Monday, December 13, 2010

Remember When...Taking Time to Give Meaning to Our Lives

Oren and Daddy making Sugar Cookies this week.  He took them to school to share with classmates.



I am having trouble finding the narrative unity of this week.  The biggest challenge for me of writing a weekly blog is to retell the week's events in a way that makes a point.  That is a personal goal, not a necessity I realize.  But perhaps this topic is a place to begin:

In our small group this week we continued reading the book of Nehemiah.  (by the way we have a new member, a single gentleman named Peter--an Australian, who has come to help out at the Montessori School where David goes for preschool).  I led the discussion and felt a bit challenged by chapter 9 which is primarily a long recounting of Israel's history--a retelling, by the returnees from exile as part of renewing the significance of the Holy Days of yore.  It is very long, pretty much recounting everything from Genesis to Deuteronomy.  Frequently the words "Remember when..." begin a new paragraph.  The telling is an intentional exercise, a conscious reminding to the Israelites and their children of how to understand the facts of their past.  It is told in the context of their God who is "ever faithful, slow to anger, and abounding in mercy"--the One who has put up with years of stubborness and disobedience from them and their forefathers.

This chapter, though, led to a very interesting discussion in our group about the importance of regularly recounting our own history.  History, we concluded, is a dead set of facts until it is retold.  The Jews at the time of Nehemiah understood this and ‘remembering’ their history was, (and continues to be), an important part of their high holy days.  But REMEMBERING is not simply recalling!  It is a retelling of the events with interpretation from a perspective.  In the case of the Israelites during the restoration, it was an act of seeing God’s steadfast love and abiding with them through all that happened--good and bad.

But what about us now?  I realize from my life, and especially in preparing for Christmas that what we call ‘traditions’ actually function in the same way.  It is not a mere repeating of past events or going through the motions of ‘what we always do’, but it is, rather, an act of ‘remembering’--a very present and future-looking activity based on an interpretation of the past.  We are ‘remembering’ things to our children that we consider important when we practice them in a ritual of repetition.  In our small group we recognized together the error that we as parents may make in thinking that our children unconsciously absorb or intuit our values by osmosis, without the intentional act of telling and reminding them.  Our children learn about us and our values in the times we take to ‘remember’ things to them.  Grandparents are great ‘rememberers’.   Children really love to be ‘remembered’ to, but often those of us in between childhood and old age tend to find the whole exercise a bit redundant.  We are often hurrying heedlessly through the very ‘productive’ years of our lives and can miss out on this very important activity.

So for me, this blog serves as my act of ‘remembering’ and that is why I try to find a narrative unity each week and commit to the tradition of Sunday evening re-telling of the weeks events.  That is, I am finding the meaning in what we did each week, from my perspective as a father, husband, missionary, and most importantly, a follower of Christ.  Some weeks I feel more up to the task than others, because ‘remembering’ is much more difficult than recalling.

Input data
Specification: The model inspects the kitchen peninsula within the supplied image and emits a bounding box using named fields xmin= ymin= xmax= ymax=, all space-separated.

Exercise instructions
[1] In the blog post on remembering, who is the new member of the small group?
[2] List every role the writer of the blog post on remembering names as part of the perspective from which each week's meaning is found.
[3] Carry on the blog post about remembering past its last sentence, keeping its reflective voice.

Answers per task
[1] Peter, a single Australian gentleman who has come to help out at the Montessori School where David goes for preschool.

[2] Father, husband, missionary, and follower of Christ.

[3]
That said, there were highs and lows this week which I will mention more in the way they impacted me than the order in which they occurred.  We continue to prepare for Christmas, with our young children.  The daily Advent calendars with chocolate behind each little door that opens is a big hit with the kids and a great teaching moment.  I might also mention that we have been blessed by no illness in the family for 2 weeks straight.

Among the personal highlights I want to acknowledge the steady improvement in my morning swim workout.  It is a spiritually important part of my day, (I do it right after dropping the kids off at school), and follow it with a daily reading from the Bible in a year and prayer.  It really prepares me to have a serene attitude before the many daily frustrations we face in trying to work and even live here.  But there is also evidence of real physical and technical improvement.  While I continue to swim a mile every day, I now do a full quarter mile of fly stroke (every 4 laps) as part of it.   Having the opportunity to swim here is a true blessing!

(I want to mention that I remain ever grateful to coach Ron Terwilliger in Poughkeepsie who taught me that swimming is truly a spiritual discipline.  He did this by opening up the Poughkeepsie Middle School Pool and preparing a work-out at 6am every morning.  I went twice a week for 2 years even on the coldest bleakest winter mornings--often standing shivering outside in sub zero temperatures waiting for the doors to open.  That was great preparation for enduring the hardships of mission work )
I am also very pleased with the progress I have made in painting the house.  The living room is almost done and looks great!

Among the aforementioned frustrations several have piled up in the past weeks.  The biggest one is related to the continued roadwork outside our house.  It is progressing at a snail’s pace as they are apparently planning to cobblestone our entire quartier.  Large groups of people (mainly women) come out daily to work with picks and shovels, digging ditches, and lining them with stone and concrete in preparation for the roadwork.  It is a project that appears to be on the scale of building one of the great pyramids of Egypt (only with smaller stones).  The problem is, nothing seems to move forward.  Often the same job is done over and over again several times.  Also, more and more ditches are excavated across roads each week and now every road out of our quartier is cut off from the main road except one single-lane path.  It is clogged with cars every morning and very difficult to  pass by.  

It is hard as a westerner to see planning not organized around western values of efficiency.  Instead of concentrating work around finishing completely some access routes, the philosophy is to do everything one stage at a time.  So all ditch digging everywhere is the current stage.  It appears that everything will be destroyed before the rebuilding phase begins.  Access routes will not be finished ahead of any other part of the project.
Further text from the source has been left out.